Selected extract
================================

I have a friend who has 3 kids and her brother has 3, and 3 of those 6 kids were in the same grade as my kids. Both families lived very frugally. The grandparents were very wealthy. The grandparents paid the tuition and costs of schooling, from Pre-3 through college. This was a cost the parents (my friends) didn’t have to worry about so they could devote more to their mortgages, more to incidentals for their kids (sports lessons, camps, school trips). All 6 went to the same grade school (and the grandparents donated a ton to that school too, like a computer lab, a scholarship, bought big at the fund raising auction), the twins in our grade picked a very expensive high school while the cousin picked one that was about half the price. Didn’t matter, grandparents paid. Same with college - didn’t matter where they went or how much it cost, grandparents paid. Each grandchild got the education he/she wanted, and could go anywhere and didn’t have to worry about the cost.

A very nice gift to the parents not to have to worry about it for the 20 years they were establishing careers, buying houses, hauling kids to soccer and skating and basketball.

================================

Data listing

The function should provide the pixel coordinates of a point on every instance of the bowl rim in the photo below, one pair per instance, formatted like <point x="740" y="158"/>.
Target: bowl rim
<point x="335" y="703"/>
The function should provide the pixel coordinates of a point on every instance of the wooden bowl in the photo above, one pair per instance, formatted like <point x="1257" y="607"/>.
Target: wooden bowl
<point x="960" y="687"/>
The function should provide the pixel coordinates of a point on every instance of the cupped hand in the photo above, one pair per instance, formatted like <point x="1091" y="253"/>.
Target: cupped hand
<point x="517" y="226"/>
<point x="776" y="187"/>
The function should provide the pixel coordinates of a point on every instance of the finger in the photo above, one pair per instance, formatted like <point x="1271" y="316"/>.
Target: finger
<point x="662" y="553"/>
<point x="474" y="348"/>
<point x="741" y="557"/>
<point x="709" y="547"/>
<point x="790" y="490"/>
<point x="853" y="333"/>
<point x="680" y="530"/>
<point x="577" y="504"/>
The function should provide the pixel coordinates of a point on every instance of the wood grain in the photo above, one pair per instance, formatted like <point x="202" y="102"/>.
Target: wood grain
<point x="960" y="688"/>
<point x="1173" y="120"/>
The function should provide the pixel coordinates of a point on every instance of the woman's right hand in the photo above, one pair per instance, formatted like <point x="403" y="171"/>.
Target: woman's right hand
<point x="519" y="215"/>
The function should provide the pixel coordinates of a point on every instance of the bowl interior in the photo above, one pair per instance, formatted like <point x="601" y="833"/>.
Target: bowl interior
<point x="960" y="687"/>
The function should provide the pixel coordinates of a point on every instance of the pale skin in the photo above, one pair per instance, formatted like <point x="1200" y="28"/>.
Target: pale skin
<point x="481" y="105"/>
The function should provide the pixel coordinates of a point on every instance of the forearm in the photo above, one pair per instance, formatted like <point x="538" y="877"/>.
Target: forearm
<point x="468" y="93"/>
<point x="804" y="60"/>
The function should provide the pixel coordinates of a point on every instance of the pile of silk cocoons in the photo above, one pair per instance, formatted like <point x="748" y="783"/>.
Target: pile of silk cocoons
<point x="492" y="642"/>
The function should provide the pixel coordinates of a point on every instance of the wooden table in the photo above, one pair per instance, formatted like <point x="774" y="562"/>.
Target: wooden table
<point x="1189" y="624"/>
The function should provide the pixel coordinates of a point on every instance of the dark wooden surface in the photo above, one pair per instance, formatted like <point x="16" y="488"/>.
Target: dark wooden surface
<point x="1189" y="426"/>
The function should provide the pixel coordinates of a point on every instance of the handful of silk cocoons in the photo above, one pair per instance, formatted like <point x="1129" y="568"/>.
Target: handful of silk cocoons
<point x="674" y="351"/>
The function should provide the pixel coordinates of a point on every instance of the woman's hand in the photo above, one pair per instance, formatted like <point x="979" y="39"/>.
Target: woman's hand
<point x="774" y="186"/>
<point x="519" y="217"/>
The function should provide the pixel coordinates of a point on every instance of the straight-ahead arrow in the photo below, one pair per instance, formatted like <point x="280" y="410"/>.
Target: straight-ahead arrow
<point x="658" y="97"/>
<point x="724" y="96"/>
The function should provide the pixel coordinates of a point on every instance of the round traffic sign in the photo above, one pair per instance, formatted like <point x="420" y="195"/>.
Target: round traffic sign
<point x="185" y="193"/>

================================

Actions to take
1: Answer these from the account of grandparents paying for schooling:
(a) Who paid the tuition and schooling costs?
(b) Besides a scholarship, what did the grandparents donate to the grade school?
(c) For how many years did the parents not have to worry about those costs?
2: According to the account of grandparents paying for schooling, why could the parents put more toward their mortgages and their kids' extras?
3: Carry on the account of grandparents paying for schooling from its final sentence.

Response list
1:
(a) The wealthy grandparents paid them, from Pre-3 through college.
(b) A computer lab. They also bought big at the fund raising auction.
(c) 20 years.

2: The grandparents paid the tuition and costs of schooling from Pre-3 through college, so the parents didn't have to worry about that expense. That left them more to spend on their mortgages and on incidentals such as sports lessons, camps, and school trips.

3:
Another friend received large gifts from parents and inlaws so while they lived on their salaries, they always knew there was a cushion if they needed it (and they did, several times). They also always knew there would be a large inheritance. That changed how much they had to save in 401k accounts, vacation decisions, even college decisions. Parents paid for some of the events most of us had to save for - bar/bat mitzvahs, weddings, big family vacations, a down payment on a car needed after an accident. The inheritances are coming in now, so the college expenses can be paid.

So for all of us who won’t be able to give a big gift for a down payment, it’s possible to still be a big help in getting the children established. I’ll be very happy to help with the educational expenses for the grandchild. Please, I just want grandchildren!!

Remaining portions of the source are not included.